GIVEN TASK:
Answer these questions using the excerpt on 3D concrete printing below.
(a) What did early computer vision methods for detecting 3DCP primarily rely on?
(b) Which attention mechanism does the study add to YOLOv8 to form its proposed model?
(c) How is buildability quantified?

SOURCE EXCERPT:
<<<<

The aforementioned methods can monitor the size and surface defects of concrete to evaluate its printing quality. A further summary shows that: • Computer vision methods are reliable and accurate for detecting 3DCP. • Detection mainly involves determining the width of the printed filament, recognizing defects and textures. • Early computer vision methods for detecting 3DCP primarily relied on edge detection, and later detection applications based on artificial intelligence methods (AI) have become more prevalent, such as image classification and semantic segmentation approaches.
To address the problem of defect localization and detection in concrete 3D printing, some methods have been proposed to roughly determine the defect region. However, accurately locating and quantifying defect sizes in real-time remains challenging, making it difficult to comprehensively fulfill the quantification of extrudability and buildability during the printing process. In recent years, target detection methods, as a deep learning-based AI approach, have been widely applied in various fields, such as face detection (Ming et al., 2022), bridge detection in remote sensing images (Sun et al., 2022), and road feature detection (Huang et al., 2022). These methods locate the position of the object within a rectangular bounding box and demonstrate strong adaptability and accuracy, with excellent performance in practical applications (Qiu et al., 2023). Therefore, target detection methods are expected to become a powerful tool for addressing the quantification issues of extrudability and buildability in 3DCP.
This paper proposes a target detection model embedded with an attention mechanism to achieve real-time detection of the extrudability and buildability of concrete printing. Based on the target detection method YOLOv8 (YOLOv8, 2023), this study introduces the squeeze-and-excitation (SE) attention mechanism (Hu et al., 2018) and proposes the SE-YOLOv8 model. This model can effectively utilize the weights of different channels in the feature map, enhance feature expression, and improve target detection performance. Then, the extrudability is quantified by the SE-YOLOv8 model, which detects the number of cracks and the width of the notches. The buildability is quantified by the overall printing height deviation calculated from the extrusion height detection box.
The detection framework for this paper is shown in Figure 1. The methods of the SE-YOLOv8 model and the model evaluation methods are introduced, and then the training data processing is explained. Subsequently, the model performance metrics are analyzed. Then, the extrudability and buildability of concrete printing are quantified. Finally, the main contributions of this study are summarized, and future improvements are proposed. Detection framework.

>>>>

RECORDS SHOWN:
<<<<

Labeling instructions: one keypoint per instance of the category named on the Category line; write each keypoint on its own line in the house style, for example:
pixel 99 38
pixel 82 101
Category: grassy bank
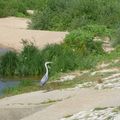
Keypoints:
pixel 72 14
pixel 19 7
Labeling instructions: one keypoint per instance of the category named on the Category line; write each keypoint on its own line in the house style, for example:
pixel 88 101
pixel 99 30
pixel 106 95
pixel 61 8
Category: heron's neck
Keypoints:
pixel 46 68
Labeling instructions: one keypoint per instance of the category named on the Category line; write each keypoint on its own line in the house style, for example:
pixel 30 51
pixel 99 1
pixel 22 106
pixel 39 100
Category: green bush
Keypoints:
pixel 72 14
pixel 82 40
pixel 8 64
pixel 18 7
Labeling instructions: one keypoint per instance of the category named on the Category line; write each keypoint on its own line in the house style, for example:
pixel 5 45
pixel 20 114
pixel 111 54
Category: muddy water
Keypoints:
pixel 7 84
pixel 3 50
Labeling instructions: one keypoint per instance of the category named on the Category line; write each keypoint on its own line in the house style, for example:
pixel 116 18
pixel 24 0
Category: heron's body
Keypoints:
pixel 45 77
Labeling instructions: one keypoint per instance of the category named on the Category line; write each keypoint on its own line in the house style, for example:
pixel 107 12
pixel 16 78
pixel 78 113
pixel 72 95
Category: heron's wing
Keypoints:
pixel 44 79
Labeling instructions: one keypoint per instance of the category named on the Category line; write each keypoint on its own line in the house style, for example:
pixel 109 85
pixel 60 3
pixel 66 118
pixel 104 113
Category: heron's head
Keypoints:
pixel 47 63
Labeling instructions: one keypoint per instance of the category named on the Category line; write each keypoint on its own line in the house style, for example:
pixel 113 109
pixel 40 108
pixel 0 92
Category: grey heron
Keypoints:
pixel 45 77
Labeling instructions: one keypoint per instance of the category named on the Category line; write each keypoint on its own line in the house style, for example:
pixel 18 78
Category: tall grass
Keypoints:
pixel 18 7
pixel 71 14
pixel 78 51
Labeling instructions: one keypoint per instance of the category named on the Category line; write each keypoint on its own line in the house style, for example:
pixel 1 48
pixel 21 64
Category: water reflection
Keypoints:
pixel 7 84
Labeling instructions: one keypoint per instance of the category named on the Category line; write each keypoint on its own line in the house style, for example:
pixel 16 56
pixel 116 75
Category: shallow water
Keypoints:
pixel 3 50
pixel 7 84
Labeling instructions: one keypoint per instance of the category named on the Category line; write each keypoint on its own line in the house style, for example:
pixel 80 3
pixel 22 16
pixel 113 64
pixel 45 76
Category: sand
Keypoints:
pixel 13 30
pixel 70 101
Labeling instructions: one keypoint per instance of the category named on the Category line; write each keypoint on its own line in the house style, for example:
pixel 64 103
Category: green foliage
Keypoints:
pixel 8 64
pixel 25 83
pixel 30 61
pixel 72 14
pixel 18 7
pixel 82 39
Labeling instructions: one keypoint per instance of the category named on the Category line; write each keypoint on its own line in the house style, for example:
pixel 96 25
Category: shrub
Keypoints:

>>>>
<<<<

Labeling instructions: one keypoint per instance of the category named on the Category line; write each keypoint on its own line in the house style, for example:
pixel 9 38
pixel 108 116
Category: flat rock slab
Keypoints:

>>>>
<<<<

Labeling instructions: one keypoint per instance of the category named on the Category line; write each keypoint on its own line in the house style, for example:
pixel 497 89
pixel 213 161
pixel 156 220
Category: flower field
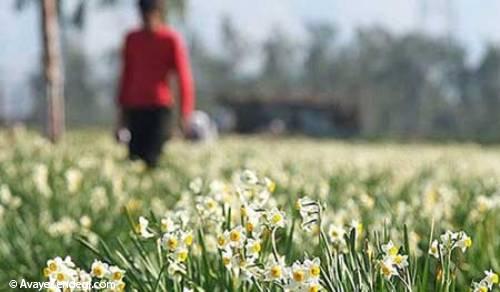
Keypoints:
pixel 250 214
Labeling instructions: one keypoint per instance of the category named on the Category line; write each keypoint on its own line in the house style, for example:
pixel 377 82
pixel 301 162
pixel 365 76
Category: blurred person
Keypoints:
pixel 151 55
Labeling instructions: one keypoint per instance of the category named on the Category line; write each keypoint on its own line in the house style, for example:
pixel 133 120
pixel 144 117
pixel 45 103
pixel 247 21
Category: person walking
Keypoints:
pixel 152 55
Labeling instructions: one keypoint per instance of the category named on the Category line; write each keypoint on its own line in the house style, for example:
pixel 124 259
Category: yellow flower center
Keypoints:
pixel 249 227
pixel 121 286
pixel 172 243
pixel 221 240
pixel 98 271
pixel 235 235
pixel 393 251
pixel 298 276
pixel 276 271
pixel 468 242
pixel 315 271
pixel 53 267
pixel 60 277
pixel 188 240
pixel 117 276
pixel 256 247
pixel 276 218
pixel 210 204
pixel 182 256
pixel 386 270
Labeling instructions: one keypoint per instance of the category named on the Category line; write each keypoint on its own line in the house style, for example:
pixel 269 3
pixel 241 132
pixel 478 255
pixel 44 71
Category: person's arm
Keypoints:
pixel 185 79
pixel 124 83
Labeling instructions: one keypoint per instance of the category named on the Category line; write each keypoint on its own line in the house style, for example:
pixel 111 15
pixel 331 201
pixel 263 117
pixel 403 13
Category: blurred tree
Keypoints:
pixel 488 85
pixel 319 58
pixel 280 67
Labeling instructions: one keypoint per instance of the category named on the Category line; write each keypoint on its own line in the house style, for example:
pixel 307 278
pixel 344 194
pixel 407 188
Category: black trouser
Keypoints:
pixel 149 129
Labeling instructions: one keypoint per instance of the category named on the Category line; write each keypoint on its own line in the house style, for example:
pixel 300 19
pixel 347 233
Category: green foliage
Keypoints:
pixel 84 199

>>>>

EXERCISE OUTPUT:
(a) Edge detection.
(b) The squeeze-and-excitation (SE) attention mechanism.
(c) By the overall printing height deviation calculated from the extrusion height detection box.